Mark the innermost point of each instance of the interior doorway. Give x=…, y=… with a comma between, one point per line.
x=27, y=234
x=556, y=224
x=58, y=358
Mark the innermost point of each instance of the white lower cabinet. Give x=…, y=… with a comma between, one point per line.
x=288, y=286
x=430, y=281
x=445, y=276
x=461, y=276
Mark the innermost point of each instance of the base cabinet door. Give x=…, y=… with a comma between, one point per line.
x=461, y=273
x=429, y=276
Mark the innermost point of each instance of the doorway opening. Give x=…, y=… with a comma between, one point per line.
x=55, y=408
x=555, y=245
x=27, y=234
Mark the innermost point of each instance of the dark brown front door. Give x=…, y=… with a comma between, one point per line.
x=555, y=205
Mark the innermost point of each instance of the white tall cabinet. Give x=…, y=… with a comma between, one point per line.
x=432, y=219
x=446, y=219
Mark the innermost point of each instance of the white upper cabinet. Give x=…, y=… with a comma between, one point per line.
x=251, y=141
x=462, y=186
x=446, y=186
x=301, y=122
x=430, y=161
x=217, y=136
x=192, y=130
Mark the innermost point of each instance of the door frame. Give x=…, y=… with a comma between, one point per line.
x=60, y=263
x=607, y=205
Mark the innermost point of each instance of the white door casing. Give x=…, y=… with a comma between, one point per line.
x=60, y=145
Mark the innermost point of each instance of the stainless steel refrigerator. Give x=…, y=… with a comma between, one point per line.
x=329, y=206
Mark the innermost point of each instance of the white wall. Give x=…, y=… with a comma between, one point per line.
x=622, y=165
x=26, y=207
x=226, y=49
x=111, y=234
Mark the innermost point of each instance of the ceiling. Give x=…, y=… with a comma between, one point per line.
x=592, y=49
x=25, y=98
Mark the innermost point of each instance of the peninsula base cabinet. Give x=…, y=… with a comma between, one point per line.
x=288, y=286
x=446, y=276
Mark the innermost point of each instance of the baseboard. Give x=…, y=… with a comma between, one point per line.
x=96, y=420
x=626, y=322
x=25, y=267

☆ ☆ ☆ ☆

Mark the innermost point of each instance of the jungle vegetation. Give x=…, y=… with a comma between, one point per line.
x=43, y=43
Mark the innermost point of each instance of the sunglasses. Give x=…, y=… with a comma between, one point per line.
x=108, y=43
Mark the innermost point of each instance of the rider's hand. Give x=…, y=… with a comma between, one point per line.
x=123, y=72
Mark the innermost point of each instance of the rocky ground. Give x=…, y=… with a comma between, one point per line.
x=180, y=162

☆ ☆ ☆ ☆

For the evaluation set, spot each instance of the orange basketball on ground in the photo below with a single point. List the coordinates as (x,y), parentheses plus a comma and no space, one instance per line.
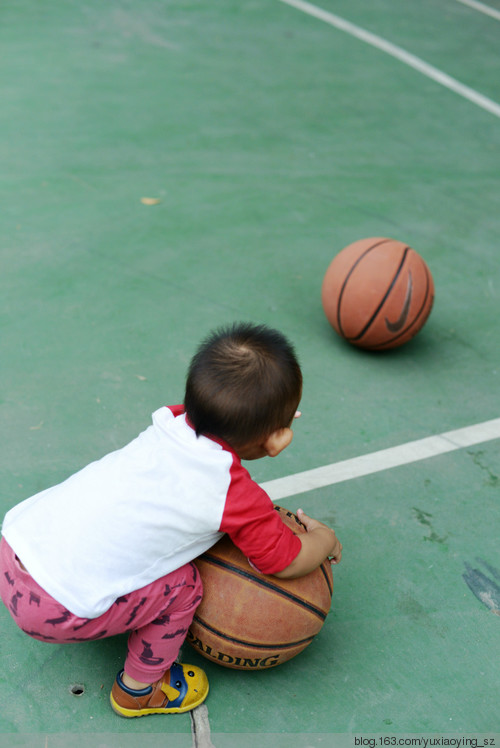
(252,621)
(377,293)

☆ ☆ ☆ ☆

▸ WORK REQUIRED
Write out the material verbatim, starting at the line that contains "Mark the innermost point of each instance of the interior" and ending at the line that contains "x=461, y=276", both included.

▸ ANSWER FOR THE TASK
Mark the innermost point of each instance of the interior doorway. Give x=…, y=… with a comma between, one point per line.
x=27, y=234
x=556, y=224
x=58, y=358
Mark the innermost point of each instance of the white lower cabinet. Give x=…, y=… with a comma between, one point per line.
x=288, y=286
x=430, y=281
x=445, y=276
x=461, y=276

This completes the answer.